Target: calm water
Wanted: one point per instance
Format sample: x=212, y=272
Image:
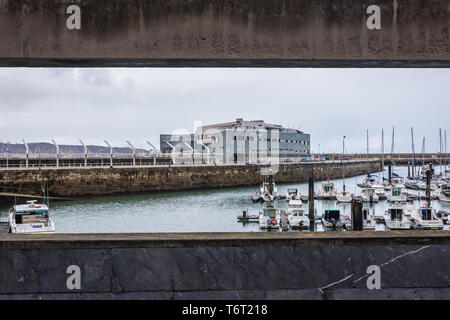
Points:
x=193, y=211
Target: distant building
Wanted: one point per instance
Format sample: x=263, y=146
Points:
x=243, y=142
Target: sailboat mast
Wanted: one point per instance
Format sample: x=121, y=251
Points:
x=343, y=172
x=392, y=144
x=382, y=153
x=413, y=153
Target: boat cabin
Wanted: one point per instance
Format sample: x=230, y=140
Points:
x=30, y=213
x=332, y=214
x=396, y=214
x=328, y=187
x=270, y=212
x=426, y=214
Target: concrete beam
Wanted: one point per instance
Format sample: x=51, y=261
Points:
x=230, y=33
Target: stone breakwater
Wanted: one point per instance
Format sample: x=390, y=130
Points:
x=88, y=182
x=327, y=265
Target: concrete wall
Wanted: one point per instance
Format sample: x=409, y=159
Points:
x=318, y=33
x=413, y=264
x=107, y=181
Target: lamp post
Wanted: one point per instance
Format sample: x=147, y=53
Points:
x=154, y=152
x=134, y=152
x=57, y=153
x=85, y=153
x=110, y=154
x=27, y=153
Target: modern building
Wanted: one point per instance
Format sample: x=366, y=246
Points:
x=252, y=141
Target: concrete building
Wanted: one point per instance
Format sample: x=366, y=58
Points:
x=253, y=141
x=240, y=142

::::

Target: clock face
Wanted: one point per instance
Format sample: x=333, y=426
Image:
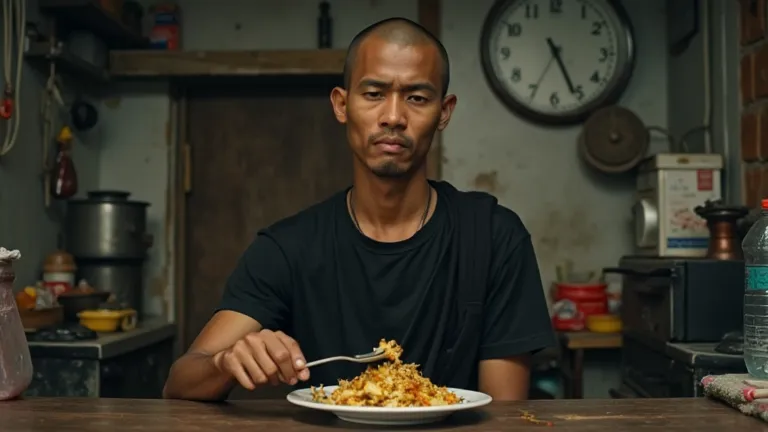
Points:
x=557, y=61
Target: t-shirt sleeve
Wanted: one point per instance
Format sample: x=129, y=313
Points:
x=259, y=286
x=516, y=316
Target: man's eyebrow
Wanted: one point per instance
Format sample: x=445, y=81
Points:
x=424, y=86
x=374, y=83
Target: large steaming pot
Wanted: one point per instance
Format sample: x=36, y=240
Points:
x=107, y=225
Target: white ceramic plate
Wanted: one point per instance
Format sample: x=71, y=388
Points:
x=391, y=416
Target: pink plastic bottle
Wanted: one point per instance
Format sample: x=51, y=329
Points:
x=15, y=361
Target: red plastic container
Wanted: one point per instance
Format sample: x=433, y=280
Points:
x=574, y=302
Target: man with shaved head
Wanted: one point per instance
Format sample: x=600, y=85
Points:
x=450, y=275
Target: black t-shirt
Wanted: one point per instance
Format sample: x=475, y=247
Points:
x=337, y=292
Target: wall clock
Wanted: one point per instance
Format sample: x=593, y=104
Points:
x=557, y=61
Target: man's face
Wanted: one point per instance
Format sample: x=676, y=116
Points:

::::

* What you have to do: Write out the stretch of material from the line containing "Target: calm water" through the line containing "x=107, y=181" as a numbered list, skipping blank lines. Leave the pictures out.

* Output below:
1. Target: calm water
2. Wanted: one point per instance
3. Format sample: x=212, y=272
4. Image:
5. Points:
6. x=193, y=211
7. Target: distant building
8. Wanted: one point per instance
9. Format sample: x=263, y=146
10. Points:
11. x=243, y=142
12. Target: sailboat mast
13. Wanted: one point per instance
14. Format sample: x=121, y=251
15. Points:
16. x=343, y=172
17. x=392, y=144
18. x=382, y=153
19. x=413, y=153
20. Target: boat cabin
21. Wanted: one point per instance
22. Format sample: x=230, y=140
23. Points:
24. x=30, y=213
25. x=332, y=214
26. x=396, y=214
27. x=328, y=187
28. x=270, y=212
29. x=426, y=214
30. Target: concrete beam
31. Wanted: one point per instance
32. Format sample: x=51, y=261
33. Points:
34. x=230, y=33
35. Target: stone breakwater
36. Wanted: one point per instance
37. Format sample: x=390, y=130
38. Points:
39. x=88, y=182
40. x=327, y=265
41. Target: concrete wall
42. Wanted: one point per instance
43. Format sample: x=409, y=159
44. Points:
45. x=318, y=33
46. x=413, y=264
47. x=107, y=181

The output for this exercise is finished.